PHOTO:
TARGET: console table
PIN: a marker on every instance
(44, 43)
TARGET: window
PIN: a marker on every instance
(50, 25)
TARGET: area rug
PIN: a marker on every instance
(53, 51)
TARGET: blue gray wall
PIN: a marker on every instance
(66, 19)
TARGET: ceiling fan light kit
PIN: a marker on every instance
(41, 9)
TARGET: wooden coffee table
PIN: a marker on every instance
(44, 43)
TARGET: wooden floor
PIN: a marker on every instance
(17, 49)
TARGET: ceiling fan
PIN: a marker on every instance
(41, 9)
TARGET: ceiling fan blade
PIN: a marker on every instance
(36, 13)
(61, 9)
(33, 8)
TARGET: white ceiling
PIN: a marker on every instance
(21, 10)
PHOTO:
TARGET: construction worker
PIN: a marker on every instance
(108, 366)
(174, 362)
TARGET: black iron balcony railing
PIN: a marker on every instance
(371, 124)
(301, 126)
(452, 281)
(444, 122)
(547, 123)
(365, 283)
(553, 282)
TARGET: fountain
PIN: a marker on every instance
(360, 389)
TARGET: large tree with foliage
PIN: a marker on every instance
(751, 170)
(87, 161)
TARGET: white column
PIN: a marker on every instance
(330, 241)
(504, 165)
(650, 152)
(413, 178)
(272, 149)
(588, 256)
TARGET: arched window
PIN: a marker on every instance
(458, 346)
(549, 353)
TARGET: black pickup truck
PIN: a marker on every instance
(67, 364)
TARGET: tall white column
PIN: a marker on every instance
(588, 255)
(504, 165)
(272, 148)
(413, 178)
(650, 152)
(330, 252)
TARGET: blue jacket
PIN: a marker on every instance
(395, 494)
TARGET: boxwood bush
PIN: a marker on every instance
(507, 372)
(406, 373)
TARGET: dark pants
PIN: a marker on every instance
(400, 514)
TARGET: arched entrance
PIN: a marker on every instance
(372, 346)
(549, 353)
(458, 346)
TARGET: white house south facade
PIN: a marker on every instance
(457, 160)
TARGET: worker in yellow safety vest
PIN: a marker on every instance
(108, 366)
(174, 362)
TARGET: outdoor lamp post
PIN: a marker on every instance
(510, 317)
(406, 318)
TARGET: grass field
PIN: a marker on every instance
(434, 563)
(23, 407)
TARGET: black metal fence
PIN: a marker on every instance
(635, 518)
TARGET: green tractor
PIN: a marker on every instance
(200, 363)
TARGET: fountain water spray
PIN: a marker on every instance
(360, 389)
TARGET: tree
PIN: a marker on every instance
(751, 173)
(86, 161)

— Problem to work on —
A single figure must be given: how many lines of the records above include the string "blue".

— Answer area —
2